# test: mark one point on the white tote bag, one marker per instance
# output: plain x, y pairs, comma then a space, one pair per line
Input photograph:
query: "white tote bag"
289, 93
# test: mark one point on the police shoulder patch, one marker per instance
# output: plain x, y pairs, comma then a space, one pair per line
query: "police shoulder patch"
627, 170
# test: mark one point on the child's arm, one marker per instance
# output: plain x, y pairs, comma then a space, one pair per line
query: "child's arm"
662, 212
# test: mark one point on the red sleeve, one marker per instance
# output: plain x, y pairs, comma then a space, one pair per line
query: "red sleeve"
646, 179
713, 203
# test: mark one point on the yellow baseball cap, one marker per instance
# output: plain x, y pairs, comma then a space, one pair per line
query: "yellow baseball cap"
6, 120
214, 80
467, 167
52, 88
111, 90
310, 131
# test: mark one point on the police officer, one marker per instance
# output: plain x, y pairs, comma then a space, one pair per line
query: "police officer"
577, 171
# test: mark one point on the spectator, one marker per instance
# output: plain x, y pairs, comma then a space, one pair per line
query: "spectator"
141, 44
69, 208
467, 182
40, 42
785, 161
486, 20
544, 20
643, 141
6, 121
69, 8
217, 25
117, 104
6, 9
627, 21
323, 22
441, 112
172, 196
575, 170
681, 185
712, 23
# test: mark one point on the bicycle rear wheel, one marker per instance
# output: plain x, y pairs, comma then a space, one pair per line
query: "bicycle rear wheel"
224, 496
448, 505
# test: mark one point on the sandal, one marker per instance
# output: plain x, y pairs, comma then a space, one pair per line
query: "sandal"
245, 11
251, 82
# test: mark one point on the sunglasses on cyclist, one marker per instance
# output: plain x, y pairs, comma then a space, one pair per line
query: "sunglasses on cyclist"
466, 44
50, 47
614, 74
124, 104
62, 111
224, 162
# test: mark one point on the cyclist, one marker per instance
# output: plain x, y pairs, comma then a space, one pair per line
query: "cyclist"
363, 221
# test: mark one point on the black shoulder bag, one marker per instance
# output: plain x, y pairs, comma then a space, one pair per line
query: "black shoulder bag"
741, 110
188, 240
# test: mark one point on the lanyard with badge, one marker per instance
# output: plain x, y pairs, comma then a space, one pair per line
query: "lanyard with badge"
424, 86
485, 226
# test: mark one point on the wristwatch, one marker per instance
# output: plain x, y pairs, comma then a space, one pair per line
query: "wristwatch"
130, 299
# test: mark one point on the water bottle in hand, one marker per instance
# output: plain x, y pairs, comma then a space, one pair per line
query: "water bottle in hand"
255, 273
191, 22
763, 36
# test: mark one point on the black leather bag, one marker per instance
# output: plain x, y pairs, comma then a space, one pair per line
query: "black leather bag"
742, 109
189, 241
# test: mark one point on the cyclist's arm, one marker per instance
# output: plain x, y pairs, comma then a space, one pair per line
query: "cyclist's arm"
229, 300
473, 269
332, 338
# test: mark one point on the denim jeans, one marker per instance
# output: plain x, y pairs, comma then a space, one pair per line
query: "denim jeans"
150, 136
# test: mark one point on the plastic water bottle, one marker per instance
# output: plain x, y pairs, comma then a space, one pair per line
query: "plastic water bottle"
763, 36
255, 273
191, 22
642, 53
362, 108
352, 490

Brief =>
Copy the material from the line containing "# test: mark one point on the denim" through the last line, inclusive, substituting "reusable" for "plastic" and keeping everything else the same.

Right answer =>
# test: mark one point on the denim jeans, one marker per instance
# output: plain x, y pairs, comma then a space, one pair per line
query: "denim jeans"
150, 136
# test: mark one point on the reusable water bottle, one marker per instance
# output: plain x, y pairs, comma then a space, one pair per line
query: "reusable water bottle"
763, 36
255, 273
191, 22
642, 53
362, 108
352, 490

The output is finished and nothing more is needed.